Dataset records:
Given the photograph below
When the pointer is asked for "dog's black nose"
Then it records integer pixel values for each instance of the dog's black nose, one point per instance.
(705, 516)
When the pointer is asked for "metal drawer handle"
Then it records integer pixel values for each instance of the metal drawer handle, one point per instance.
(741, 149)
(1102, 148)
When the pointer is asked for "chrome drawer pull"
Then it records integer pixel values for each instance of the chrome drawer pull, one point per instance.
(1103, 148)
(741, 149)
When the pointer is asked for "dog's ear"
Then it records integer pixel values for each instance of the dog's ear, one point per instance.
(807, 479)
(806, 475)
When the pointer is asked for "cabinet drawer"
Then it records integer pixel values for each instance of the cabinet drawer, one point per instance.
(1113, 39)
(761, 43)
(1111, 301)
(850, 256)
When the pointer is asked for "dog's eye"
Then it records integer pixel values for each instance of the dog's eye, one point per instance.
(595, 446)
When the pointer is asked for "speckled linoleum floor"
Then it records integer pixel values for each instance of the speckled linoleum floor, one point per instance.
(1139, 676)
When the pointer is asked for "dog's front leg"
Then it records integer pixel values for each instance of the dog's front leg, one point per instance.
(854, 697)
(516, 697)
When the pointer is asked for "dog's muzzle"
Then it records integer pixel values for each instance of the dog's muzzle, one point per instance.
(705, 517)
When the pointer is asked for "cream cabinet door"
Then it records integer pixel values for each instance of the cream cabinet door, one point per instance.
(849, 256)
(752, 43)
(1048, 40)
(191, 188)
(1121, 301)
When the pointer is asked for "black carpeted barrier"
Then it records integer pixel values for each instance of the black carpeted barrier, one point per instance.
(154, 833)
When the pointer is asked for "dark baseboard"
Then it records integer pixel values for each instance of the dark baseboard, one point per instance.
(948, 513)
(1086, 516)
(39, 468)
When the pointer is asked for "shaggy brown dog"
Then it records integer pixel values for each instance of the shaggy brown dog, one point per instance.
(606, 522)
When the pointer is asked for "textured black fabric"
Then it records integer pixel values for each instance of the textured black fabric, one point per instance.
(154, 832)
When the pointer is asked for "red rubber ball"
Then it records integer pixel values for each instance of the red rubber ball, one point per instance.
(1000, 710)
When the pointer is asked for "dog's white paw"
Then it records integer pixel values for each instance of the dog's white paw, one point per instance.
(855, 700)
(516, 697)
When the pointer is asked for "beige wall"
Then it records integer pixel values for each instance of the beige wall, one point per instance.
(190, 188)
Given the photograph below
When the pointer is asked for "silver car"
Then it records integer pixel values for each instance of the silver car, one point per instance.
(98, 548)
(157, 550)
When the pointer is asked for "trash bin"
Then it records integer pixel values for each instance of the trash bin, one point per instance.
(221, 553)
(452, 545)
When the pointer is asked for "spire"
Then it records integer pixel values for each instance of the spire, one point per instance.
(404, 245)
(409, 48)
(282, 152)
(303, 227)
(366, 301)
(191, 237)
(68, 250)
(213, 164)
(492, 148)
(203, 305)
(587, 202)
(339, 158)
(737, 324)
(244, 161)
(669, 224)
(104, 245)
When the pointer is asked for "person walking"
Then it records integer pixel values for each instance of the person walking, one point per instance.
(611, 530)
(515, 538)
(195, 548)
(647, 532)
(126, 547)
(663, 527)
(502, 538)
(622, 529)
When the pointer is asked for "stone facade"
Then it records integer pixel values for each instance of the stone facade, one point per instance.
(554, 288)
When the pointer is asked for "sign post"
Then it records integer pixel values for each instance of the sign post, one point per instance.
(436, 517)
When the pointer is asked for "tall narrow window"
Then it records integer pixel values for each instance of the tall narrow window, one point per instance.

Work required
An exact copy of all the records is what is needed here.

Task answer
Given the photograph below
When the pointer is asked for "dog's black nose"
Then it records integer pixel values for each instance of the dog's black nose, one point per instance.
(705, 516)
When the pointer is asked for "metal drawer handle"
Then it records integer pixel values for each instance of the metal drawer handle, one point per instance.
(741, 149)
(1102, 148)
When the pointer is asked for "chrome drawer pull"
Then it records integer pixel values for each instance of the chrome drawer pull, one point per instance.
(1103, 148)
(741, 149)
When the pointer is asked for "dog's ear"
Then it records integer pixel values for each instance of the dog's ear, one point per instance.
(807, 479)
(806, 475)
When the pointer is asked for "cabinet drawer"
Then it records integer pixel values for each instance of the cabinet drawer, one point per instance.
(1113, 39)
(761, 43)
(1111, 301)
(850, 256)
When the pointer is asked for "dog's eye"
Then it records integer pixel values for each instance of the dog's eye, one point per instance.
(595, 446)
When the pointer is asked for "speckled linoleum floor"
Then it records integer pixel values for each instance of the speckled linoleum floor, one point per instance.
(1139, 676)
When the pointer is asked for "dog's front leg"
Then it records integer pixel values for each instance of the dog's front leg, one point per instance.
(854, 697)
(516, 697)
When the pointer is asked for "dog's muzzle"
Then it records integer pixel values for each instance of the dog's muzzle, one point per instance.
(705, 517)
When the pointer is asked for "cream cabinet door"
Then it records integer pixel values for each instance of the cream cabinet door, one point per instance.
(849, 256)
(752, 43)
(1048, 40)
(191, 188)
(1121, 301)
When the pointer is asked for "black carpeted barrier"
Then it records integer pixel values for each instance of the black carpeted barrier, one point per instance.
(154, 833)
When the pointer is asked for "dark baseboard"
Then it records integer pixel values for each instance of the dark baseboard, one point per instance.
(948, 513)
(1086, 516)
(39, 468)
When the pointer is asked for "shaggy brown dog"
Then it records integer pixel values for each instance of the shaggy brown dog, one point per instance.
(606, 522)
When the pointer is asked for "textured black fabric"
Then it records integer pixel values for each instance of the textured black fabric, one point per instance.
(154, 832)
When the pointer is asked for "red rubber ball"
Then it records integer pixel values for each instance of the red rubber ball, one point per instance.
(1000, 710)
When the pointer is asked for "dog's white paw"
Then it records integer pixel values for each instance of the dog's white paw, one point per instance.
(855, 700)
(516, 697)
When the pointer is asked for "beige wall"
Then it records integer pixel values for each instance of the beige wall, one point per instance.
(190, 188)
Given the photograph below
When the pointer is asked for "silver car"
Then it records integer pixel values for each instance of the silver car, one point per instance.
(98, 548)
(157, 550)
When the pointer is asked for "trash bin"
Then it records integer pixel values for each instance of the trash bin, one point per instance.
(221, 553)
(452, 545)
When the pointer is asked for "spire"
Then it records integer pixel values for each instance of the spire, one point per instance.
(404, 245)
(409, 48)
(282, 152)
(303, 227)
(366, 301)
(191, 237)
(68, 250)
(213, 164)
(492, 148)
(203, 305)
(587, 202)
(339, 158)
(737, 324)
(244, 161)
(669, 224)
(104, 245)
When the pointer is asked for "person walking"
Then it records integer pixel values for each instance of the person walking, one point per instance.
(611, 530)
(515, 538)
(195, 548)
(647, 532)
(126, 547)
(663, 527)
(502, 538)
(622, 529)
When the pointer is asked for "stone facade"
Then it records integer pixel values for each instance of the stone facade, one point per instance.
(554, 288)
When the pointer is asked for "sign post"
Then it records integer pixel values for each instance of the sign post, one point per instance.
(436, 517)
When the pointer is asked for "tall narrow window"
Then it records integer pixel values for each instance of the tall narrow window, one point per instance.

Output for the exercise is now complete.